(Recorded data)
^^^^
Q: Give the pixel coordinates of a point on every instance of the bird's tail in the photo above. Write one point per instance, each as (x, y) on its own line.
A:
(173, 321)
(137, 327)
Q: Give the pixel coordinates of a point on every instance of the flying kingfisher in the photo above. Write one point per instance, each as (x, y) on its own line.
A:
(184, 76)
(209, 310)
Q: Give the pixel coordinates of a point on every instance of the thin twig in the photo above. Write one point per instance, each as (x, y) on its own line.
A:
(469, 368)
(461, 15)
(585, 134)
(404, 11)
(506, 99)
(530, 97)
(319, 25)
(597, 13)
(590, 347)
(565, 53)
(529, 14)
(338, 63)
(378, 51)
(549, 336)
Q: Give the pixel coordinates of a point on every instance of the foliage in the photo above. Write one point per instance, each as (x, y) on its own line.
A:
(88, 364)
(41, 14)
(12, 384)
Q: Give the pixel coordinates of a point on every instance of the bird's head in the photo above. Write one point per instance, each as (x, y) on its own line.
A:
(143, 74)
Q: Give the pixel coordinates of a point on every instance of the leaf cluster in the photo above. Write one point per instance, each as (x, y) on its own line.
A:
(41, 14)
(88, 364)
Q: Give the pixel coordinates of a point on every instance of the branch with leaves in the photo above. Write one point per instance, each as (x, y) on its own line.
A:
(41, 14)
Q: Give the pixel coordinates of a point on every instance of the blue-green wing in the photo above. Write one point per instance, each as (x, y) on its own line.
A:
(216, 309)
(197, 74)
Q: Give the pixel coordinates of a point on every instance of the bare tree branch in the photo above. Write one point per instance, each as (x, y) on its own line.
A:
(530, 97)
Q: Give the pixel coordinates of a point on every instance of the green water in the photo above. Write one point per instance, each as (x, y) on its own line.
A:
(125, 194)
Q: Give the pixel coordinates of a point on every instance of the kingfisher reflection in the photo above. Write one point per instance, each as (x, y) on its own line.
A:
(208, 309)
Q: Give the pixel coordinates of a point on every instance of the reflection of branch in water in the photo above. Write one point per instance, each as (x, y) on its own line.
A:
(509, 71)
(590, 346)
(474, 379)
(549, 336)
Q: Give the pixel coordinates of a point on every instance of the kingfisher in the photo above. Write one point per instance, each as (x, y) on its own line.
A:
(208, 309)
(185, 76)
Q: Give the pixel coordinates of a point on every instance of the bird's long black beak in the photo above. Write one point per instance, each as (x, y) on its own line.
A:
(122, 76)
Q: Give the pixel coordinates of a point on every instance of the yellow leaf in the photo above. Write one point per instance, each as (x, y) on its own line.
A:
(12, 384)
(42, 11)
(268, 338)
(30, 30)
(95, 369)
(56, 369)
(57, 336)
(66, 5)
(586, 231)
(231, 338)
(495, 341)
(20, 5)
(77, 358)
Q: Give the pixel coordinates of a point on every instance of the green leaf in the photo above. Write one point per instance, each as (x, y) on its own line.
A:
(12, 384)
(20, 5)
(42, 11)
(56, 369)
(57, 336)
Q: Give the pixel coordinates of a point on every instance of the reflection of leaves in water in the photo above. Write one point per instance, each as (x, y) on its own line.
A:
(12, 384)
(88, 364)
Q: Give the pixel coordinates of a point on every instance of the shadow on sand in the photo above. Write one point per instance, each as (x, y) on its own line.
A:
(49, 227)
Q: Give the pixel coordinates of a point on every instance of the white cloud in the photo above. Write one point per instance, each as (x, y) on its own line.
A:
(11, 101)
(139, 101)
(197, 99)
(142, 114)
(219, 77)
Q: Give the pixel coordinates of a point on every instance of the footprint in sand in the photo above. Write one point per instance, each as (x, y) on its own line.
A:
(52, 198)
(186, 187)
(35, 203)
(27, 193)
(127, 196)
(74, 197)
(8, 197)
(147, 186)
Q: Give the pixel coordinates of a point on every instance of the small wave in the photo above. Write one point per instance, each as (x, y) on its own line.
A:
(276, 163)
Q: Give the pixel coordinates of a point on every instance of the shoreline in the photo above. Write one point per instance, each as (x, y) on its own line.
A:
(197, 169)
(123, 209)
^^^^
• **Your task**:
Each entry is to be written out exactly as it was given.

• **Answer to this exercise**:
Q: Give the pixel coordinates of a point on every instance of the bird's tail in the photo above. Write one point per instance, each as (x, y) on its own line.
A:
(173, 321)
(137, 327)
Q: Give the pixel coordinates of a point on every instance of the flying kingfisher in the photo above. Write one point per instance, each as (x, y) on its own line.
A:
(184, 76)
(209, 310)
Q: Give the pixel coordinates of a point on every instance of the thin twig in the photo above. Write one point per instance, each as (x, y) on its own line.
A:
(469, 368)
(461, 15)
(585, 134)
(404, 11)
(506, 99)
(530, 97)
(319, 25)
(597, 13)
(590, 347)
(565, 53)
(529, 14)
(338, 63)
(378, 51)
(549, 336)
Q: Give the pixel coordinates of a point on every instance of the foliage in the photo above. Write one point per instance, each as (x, y) on its own line.
A:
(88, 364)
(41, 14)
(12, 384)
Q: Give the pixel coordinates of a point on every instance of the bird's head in the photo above. Write one point per instance, each as (x, y) on its own line.
A:
(143, 74)
Q: Give the pixel coordinates of a point on every instance of the leaf cluster in the photo above. Write one point per instance, each as (x, y) on its own line.
A:
(41, 14)
(88, 364)
Q: Give the pixel coordinates of a point on every instance of the branch with leaves in the photo above. Write one point per instance, each as (x, y) on its own line.
A:
(41, 14)
Q: Give the pixel coordinates of a point on every instance of the blue-green wing in the photo above. Write one point per instance, each as (x, y) on its own line.
A:
(216, 309)
(197, 74)
Q: Give the pixel coordinates of a point on every instance of the bare tree branch in the photo above. Write one point per instance, each as (x, y) on its own line.
A:
(530, 97)
Q: Give the pixel coordinates of a point on every instance of the green water in the photo above. Write one point per instance, each as (x, y) on its own line.
A:
(125, 194)
Q: Give the pixel coordinates of a point on every instance of the kingfisher reflection in the photo above. Write one point per instance, each as (x, y) on its own line.
A:
(208, 309)
Q: Give the pixel coordinates of a point on every instance of the reflection of branch in water in the photo above. Write one point per instance, each as (x, y) on its own line.
A:
(509, 71)
(590, 346)
(474, 379)
(549, 336)
Q: Give the pixel coordinates of a point on every instance of the kingfisher in the photo above. Write one point per instance, each as (x, y) on its own line.
A:
(208, 309)
(185, 76)
Q: Give the pixel coordinates of a point on every instance of the bird's long black beak in the photo above. Write one point per instance, each as (x, y) on its own line.
A:
(122, 76)
Q: Give the pixel coordinates of a point on every instance of the yellow leaf in the photo above. Write one point per instance, each as (x, y) on its own line.
A:
(12, 384)
(42, 11)
(268, 338)
(30, 30)
(95, 369)
(56, 369)
(57, 336)
(66, 5)
(586, 231)
(231, 338)
(495, 341)
(20, 5)
(77, 358)
Q: Give the pixel coordinates of a point on every instance of the green leaf in the photo above. Write one point per instance, each as (x, y) on its own line.
A:
(12, 384)
(20, 5)
(42, 11)
(56, 369)
(57, 336)
Q: Give the pixel coordinates of a point on every instance of the reflection of leaves in water in the photo above. Write one point per instance, each as (x, y) on its own line.
A:
(12, 384)
(88, 364)
Q: Give the pixel coordinates of a point on every instance of the shadow on sand in the photo above. Write one point per instance, each as (x, y) on its own line.
A:
(49, 227)
Q: Give the pixel coordinates of a point on every instance of the white cloud in the photo above. Write one point per instance, each as (x, y) on its own line.
A:
(11, 101)
(139, 101)
(197, 99)
(142, 114)
(219, 77)
Q: Give the pixel coordinates of a point on every instance of the footprint in sand in the photo above. Write one point per instance, each as (x, y) on its own line.
A:
(52, 198)
(186, 187)
(35, 203)
(27, 193)
(127, 196)
(74, 197)
(8, 197)
(147, 186)
Q: Give the pixel coordinates of a point on every instance of the small wave in the photo above. Write one point per instance, each as (x, y) on its own line.
A:
(276, 163)
Q: Give the pixel coordinates of a point on every instance of the shoreline in the photo above. Write one point per instance, each as (x, y) on its own line.
A:
(197, 169)
(123, 209)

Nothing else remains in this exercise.